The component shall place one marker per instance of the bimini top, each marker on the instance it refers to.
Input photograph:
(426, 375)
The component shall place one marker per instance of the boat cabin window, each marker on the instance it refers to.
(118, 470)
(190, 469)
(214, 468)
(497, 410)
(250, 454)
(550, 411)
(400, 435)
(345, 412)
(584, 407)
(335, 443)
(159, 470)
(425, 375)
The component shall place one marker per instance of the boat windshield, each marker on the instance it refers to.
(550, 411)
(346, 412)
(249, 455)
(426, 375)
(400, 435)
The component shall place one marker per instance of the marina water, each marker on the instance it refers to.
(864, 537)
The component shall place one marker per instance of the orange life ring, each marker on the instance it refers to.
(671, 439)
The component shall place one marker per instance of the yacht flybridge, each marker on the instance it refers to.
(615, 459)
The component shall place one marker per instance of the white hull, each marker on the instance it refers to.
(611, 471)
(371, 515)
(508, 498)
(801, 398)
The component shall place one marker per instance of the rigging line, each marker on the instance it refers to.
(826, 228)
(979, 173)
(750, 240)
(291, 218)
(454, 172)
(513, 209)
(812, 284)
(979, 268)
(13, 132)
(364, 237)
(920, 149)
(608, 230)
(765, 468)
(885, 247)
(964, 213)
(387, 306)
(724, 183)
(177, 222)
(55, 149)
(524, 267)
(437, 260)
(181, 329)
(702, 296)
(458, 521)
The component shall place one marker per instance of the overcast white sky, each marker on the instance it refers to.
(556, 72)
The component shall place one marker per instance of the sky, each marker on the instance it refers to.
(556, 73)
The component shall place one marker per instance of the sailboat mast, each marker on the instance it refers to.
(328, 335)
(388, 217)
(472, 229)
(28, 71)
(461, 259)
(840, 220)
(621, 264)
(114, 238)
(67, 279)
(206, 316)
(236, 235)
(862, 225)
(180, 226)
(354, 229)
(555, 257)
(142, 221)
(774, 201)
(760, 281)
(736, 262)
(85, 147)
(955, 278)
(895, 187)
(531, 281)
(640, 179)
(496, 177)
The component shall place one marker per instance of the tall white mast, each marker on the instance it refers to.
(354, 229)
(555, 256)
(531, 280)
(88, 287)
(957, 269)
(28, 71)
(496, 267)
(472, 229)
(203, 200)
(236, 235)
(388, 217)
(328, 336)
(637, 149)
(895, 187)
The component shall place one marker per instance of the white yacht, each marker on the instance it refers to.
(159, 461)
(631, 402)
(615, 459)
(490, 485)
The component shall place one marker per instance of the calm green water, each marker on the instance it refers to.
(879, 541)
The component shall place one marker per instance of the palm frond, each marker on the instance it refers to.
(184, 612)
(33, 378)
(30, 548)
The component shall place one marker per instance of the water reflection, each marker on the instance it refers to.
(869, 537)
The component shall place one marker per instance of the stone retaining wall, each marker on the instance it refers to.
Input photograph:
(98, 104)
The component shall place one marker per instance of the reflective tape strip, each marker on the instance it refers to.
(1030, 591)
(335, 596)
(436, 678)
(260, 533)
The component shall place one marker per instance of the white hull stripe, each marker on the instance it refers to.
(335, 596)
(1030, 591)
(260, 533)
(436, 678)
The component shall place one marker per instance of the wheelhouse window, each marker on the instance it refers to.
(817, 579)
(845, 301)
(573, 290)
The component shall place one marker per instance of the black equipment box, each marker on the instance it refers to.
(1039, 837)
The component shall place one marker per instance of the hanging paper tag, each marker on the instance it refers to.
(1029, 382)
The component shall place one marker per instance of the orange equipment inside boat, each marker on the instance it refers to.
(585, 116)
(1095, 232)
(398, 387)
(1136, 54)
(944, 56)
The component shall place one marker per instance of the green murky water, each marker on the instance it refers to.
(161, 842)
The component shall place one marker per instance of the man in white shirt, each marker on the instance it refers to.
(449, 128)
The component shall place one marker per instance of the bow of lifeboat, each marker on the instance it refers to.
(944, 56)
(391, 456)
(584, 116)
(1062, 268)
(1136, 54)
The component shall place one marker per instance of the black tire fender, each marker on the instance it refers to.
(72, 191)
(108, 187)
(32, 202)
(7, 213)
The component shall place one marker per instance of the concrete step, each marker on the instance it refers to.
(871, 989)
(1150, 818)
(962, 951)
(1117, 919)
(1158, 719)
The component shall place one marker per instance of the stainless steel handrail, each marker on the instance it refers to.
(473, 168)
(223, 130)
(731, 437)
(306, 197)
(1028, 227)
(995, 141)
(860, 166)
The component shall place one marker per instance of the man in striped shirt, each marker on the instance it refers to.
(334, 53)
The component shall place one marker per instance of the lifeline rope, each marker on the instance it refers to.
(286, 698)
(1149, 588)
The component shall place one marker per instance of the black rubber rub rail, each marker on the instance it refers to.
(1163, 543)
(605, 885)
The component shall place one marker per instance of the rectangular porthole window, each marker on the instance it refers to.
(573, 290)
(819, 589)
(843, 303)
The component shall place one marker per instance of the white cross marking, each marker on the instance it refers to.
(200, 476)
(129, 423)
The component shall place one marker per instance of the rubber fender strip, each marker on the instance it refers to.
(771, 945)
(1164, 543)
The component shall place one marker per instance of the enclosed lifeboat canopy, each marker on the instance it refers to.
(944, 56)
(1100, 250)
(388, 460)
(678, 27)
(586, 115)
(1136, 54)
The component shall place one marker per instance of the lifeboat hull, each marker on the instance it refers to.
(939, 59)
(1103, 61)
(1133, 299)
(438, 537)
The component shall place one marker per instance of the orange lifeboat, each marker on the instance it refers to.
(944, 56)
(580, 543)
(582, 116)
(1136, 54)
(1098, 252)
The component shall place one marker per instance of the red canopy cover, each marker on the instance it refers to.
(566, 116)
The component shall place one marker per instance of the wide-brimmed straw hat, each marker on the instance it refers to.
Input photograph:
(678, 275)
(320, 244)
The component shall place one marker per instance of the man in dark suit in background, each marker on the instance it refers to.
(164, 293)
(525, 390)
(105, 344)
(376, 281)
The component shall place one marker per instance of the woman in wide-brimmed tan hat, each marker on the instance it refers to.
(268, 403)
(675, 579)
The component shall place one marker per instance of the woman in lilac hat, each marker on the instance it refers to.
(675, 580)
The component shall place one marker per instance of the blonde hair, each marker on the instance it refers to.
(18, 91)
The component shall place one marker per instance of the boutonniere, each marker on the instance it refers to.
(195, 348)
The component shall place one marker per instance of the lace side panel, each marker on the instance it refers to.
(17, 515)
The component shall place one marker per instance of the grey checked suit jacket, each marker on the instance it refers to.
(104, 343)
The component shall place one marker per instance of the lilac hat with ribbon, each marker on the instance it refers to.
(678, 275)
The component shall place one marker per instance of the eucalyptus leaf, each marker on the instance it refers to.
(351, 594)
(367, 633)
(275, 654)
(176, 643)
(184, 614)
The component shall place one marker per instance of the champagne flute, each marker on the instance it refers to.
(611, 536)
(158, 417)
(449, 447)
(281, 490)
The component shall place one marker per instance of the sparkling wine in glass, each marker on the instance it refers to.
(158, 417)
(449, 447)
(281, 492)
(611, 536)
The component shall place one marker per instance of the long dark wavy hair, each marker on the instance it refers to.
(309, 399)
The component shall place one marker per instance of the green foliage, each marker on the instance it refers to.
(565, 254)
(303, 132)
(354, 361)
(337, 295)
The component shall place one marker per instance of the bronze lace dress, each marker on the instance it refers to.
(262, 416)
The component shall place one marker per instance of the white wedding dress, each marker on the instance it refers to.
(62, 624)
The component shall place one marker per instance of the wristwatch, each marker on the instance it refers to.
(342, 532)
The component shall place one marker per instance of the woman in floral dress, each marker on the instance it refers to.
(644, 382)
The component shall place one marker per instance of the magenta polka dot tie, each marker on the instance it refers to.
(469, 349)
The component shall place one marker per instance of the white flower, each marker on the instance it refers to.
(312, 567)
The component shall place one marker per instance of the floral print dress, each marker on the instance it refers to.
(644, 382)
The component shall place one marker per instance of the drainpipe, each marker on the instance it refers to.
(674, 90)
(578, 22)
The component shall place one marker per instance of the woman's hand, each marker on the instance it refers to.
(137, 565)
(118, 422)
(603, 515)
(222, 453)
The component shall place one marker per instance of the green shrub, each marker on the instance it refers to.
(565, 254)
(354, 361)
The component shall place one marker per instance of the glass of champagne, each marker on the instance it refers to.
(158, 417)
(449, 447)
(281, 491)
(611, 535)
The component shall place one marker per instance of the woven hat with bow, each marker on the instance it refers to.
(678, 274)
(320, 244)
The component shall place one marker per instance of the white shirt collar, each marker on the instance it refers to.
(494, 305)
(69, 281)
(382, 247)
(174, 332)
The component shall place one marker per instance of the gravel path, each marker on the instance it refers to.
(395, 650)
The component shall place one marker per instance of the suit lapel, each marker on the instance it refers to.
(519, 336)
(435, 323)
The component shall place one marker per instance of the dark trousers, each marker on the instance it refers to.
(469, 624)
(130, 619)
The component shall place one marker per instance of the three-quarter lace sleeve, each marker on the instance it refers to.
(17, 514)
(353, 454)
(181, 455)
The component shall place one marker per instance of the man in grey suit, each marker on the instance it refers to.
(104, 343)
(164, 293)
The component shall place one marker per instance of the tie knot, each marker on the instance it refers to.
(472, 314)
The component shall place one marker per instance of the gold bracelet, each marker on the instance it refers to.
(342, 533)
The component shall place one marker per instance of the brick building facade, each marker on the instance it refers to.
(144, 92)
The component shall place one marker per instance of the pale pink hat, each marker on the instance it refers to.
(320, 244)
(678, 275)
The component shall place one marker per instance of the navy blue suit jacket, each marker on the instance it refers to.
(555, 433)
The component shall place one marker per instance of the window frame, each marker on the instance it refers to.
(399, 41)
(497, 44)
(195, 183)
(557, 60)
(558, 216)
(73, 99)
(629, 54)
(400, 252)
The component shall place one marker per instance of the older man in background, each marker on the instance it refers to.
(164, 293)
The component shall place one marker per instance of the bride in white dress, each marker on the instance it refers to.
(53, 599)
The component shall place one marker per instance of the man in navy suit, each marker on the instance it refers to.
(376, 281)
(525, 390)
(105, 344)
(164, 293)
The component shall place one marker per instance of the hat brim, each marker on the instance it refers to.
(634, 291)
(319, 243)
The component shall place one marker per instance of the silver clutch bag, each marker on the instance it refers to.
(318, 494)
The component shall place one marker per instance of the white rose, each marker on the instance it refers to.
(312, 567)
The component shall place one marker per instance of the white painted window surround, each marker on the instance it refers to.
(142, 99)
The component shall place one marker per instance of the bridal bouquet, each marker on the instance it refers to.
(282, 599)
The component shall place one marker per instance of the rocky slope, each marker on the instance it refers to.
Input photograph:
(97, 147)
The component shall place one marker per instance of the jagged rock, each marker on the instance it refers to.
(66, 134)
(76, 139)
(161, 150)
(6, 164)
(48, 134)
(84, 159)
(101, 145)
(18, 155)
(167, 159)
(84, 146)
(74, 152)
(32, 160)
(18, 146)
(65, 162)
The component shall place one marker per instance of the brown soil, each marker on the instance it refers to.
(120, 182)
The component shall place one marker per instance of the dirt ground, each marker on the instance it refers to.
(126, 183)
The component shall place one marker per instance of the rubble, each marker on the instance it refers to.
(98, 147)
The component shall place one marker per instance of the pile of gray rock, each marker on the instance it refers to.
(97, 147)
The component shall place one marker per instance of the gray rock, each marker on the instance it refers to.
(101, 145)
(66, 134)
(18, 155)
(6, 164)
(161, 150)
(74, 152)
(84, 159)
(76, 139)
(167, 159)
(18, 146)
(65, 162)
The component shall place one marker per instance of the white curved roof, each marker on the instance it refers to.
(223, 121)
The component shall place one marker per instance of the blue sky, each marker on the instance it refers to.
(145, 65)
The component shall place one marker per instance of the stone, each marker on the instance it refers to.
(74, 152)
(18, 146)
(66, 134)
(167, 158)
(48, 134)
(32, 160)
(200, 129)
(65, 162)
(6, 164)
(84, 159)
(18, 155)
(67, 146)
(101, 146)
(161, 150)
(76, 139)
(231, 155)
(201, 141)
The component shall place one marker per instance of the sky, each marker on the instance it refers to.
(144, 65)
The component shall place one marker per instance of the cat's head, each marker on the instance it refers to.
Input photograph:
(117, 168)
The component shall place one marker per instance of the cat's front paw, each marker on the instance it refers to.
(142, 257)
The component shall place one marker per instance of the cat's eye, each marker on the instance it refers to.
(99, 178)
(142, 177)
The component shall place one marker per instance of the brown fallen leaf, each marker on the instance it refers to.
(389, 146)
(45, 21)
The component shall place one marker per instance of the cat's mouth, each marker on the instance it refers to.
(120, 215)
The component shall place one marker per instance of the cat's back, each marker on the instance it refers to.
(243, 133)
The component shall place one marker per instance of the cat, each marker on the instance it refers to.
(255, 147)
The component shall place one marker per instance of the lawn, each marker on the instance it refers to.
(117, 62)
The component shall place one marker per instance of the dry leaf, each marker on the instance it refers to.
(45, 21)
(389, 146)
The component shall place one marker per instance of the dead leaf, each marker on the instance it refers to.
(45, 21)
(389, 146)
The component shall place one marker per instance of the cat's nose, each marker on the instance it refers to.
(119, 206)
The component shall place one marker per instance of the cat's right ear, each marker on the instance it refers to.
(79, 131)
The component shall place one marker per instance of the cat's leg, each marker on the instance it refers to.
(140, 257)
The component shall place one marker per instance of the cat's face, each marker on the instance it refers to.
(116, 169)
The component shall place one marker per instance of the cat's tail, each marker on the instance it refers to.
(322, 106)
********************
Everything from the line containing "cat's head, each" to the end of the data above should be quoted exactly, please, both ends included, and nothing outside that span.

* THE SOLUTION:
The component shall place one marker per instance of the cat's head, each marker on the instance it refers to.
Input photograph:
(117, 168)
The component shall place one marker per instance of the cat's front paw, each marker on the instance it refers to.
(142, 257)
The component shall place one marker per instance of the cat's eye, each marker on the instance it refers to.
(99, 178)
(142, 177)
The component shall place one marker per instance of the brown fallen leaf, each marker on the instance it refers to.
(389, 146)
(45, 21)
The component shall place one marker per instance of the cat's mouth, each marker on the instance it refers to.
(120, 215)
The component shall place one marker per instance of the cat's back, each marker on the instance it refers to.
(243, 133)
The component shall place one marker per instance of the cat, each marker on the instance it refers to.
(255, 147)
The component shall place one marker per instance of the lawn, each marker on the instance it refers to.
(117, 62)
The component shall place one marker per instance of the dry leaf, each marker on the instance it refers to.
(45, 21)
(389, 146)
The component shall place one marker per instance of the dead leaf, each marker on the instance it refers to.
(45, 21)
(389, 146)
The component shall place one marker per instance of the cat's nose, each marker on the instance it refers to.
(119, 206)
The component shall place one marker per instance of the cat's right ear, each marker on the instance it refers to.
(79, 131)
The component shall place one marker per instance of the cat's leg, each marker on the instance it refers to.
(140, 257)
The component shall place one marker per instance of the cat's face, each marker on the instance it refers to.
(116, 169)
The component shall place one marker per instance of the cat's tail, each marker on the instance it refers to.
(322, 106)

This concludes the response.